## GIVEN PASSAGE
In a matter of few days, Cipla has announced the approval for the launch of three key generic drugs in the US market, which has boosted its share price. Recent news apart, even in the past few months, Cipla has been among the top performing pharmaceutical stocks. While Cipla getting approval for the launch of respiratory inhalation product in the US was the reason for Friday's cheer, the gains this week follow the announcement of approval of generic version of cancer drug, Dacogen. Given the company's low base of US business, plans to ramp up its product pipeline for launch in the world’s largest healthcare market (US) and business prospects in other key markets, investors have been bullish on the company’s long-term prospects, and this interest is likely to remain high.
Among the recent approvals is Pulmicort Respules, which marks the success of Cipla in the respiratory category, and where the street has high expectations. Thanks to a large portfolio and prowess in the domestic market, Cipla has been building the pipeline for respiratory product launches in the US and Europe. The timeline for approval of these specialty products, however, remains long. Post September quarter results, the company had said that respiratory trials will likely start in the second half of FY18. So, as approvals are received, like the one on Friday where the opportunity is huge, it should keep investor sentiment elevated.

## PROVIDED DATA
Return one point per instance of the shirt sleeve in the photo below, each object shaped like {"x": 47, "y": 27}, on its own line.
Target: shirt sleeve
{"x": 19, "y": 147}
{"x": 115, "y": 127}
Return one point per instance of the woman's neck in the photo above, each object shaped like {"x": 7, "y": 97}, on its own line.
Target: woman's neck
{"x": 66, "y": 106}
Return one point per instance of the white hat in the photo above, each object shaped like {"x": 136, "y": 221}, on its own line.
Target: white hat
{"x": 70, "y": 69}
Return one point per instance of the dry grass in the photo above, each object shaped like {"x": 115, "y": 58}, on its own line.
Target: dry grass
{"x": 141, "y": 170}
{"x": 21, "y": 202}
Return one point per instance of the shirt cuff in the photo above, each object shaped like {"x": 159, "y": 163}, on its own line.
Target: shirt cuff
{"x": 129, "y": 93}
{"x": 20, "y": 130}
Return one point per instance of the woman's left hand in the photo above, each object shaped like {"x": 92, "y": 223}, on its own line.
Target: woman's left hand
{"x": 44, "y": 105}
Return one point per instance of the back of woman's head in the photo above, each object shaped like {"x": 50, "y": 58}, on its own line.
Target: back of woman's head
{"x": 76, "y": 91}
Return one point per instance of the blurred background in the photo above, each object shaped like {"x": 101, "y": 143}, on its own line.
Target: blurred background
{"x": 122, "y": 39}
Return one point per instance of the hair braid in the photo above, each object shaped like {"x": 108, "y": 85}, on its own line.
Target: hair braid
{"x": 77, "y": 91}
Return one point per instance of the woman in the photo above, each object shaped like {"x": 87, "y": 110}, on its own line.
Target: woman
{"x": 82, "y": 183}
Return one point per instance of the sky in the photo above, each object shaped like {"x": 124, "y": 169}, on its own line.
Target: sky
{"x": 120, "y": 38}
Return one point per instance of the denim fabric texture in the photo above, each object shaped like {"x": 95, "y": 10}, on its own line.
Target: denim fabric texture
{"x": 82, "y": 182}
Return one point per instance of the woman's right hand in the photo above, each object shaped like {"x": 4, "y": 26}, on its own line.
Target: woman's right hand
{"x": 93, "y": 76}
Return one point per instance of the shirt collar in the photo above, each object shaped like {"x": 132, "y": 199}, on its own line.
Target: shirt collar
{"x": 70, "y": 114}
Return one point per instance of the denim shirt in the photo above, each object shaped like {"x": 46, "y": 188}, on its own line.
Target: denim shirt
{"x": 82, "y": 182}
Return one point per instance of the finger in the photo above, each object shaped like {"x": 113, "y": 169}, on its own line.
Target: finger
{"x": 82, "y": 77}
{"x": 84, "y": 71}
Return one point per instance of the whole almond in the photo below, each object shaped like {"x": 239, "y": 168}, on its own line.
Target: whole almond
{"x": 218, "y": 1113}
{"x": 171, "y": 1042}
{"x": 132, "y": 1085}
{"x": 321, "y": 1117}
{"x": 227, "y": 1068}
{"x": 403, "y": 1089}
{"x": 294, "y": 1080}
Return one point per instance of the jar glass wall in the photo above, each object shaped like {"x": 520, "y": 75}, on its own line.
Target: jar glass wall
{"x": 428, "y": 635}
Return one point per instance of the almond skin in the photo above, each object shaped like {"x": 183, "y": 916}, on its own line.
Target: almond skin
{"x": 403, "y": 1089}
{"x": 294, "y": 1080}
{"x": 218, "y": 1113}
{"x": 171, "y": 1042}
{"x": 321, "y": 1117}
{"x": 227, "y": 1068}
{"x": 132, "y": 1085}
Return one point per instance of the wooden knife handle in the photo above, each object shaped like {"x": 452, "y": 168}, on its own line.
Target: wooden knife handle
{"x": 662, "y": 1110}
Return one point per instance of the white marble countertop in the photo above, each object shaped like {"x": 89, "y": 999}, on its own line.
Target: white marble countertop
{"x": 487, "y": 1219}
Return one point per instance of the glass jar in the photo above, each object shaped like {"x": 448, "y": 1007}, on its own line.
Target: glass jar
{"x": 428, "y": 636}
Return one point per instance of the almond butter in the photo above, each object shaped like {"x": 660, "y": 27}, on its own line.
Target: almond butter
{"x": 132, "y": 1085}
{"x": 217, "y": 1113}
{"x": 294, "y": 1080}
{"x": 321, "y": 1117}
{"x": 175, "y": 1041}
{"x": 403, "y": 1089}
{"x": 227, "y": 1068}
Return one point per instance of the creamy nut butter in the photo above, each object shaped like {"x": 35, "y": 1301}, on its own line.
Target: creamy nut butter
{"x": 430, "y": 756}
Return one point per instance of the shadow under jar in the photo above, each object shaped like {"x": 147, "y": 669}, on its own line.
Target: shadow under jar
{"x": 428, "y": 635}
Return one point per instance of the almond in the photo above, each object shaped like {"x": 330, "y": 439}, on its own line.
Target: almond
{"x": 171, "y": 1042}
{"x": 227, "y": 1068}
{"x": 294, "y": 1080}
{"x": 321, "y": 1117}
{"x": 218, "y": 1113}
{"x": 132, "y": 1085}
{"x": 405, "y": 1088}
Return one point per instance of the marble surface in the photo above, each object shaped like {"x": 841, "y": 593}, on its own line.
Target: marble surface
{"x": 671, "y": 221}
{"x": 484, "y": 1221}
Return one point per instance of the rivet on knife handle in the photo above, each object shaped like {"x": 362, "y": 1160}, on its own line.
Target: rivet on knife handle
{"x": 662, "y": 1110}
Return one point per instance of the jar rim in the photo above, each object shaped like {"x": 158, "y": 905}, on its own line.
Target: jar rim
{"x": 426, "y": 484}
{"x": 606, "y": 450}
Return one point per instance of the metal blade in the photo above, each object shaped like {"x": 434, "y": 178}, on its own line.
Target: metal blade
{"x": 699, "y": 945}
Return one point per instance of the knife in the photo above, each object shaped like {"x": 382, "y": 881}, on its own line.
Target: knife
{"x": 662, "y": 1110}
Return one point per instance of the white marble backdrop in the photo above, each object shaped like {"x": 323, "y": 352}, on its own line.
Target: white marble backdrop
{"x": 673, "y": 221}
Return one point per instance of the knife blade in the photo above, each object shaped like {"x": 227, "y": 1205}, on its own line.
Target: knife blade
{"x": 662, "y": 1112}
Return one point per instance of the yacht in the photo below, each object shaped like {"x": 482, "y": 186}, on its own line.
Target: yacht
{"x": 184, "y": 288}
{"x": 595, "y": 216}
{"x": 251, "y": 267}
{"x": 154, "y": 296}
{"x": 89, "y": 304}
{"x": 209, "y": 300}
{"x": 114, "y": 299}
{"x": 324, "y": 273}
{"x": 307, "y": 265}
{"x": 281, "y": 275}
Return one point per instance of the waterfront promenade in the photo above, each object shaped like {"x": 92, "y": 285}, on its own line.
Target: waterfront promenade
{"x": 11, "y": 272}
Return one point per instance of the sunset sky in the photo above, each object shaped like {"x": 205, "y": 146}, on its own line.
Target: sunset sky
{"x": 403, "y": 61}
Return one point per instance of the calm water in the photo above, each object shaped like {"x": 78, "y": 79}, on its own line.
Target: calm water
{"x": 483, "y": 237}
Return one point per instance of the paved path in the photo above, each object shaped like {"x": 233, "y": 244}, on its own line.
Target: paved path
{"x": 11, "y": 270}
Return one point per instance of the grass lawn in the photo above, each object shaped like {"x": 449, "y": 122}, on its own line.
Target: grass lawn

## REQUIRED ACTION 1
From the Cipla article, quote the text starting at "In a matter" and ending at "to remain high.".
## REQUIRED ACTION 2
According to the Cipla article, what factors have made investors bullish on the company's long-term prospects?
## REQUIRED ACTION 3
According to the Cipla article, when did the company say respiratory trials would likely start?

## TASK RESULT 1
In a matter of few days, Cipla has announced the approval for the launch of three key generic drugs in the US market, which has boosted its share price. Recent news apart, even in the past few months, Cipla has been among the top performing pharmaceutical stocks. While Cipla getting approval for the launch of respiratory inhalation product in the US was the reason for Friday's cheer, the gains this week follow the announcement of approval of generic version of cancer drug, Dacogen. Given the company's low base of US business, plans to ramp up its product pipeline for launch in the world’s largest healthcare market (US) and business prospects in other key markets, investors have been bullish on the company’s long-term prospects, and this interest is likely to remain high.

## TASK RESULT 2
- The company's low base of US business
- Plans to ramp up its product pipeline for launch in the US
- Business prospects in other key markets

## TASK RESULT 3
In the second half of FY18.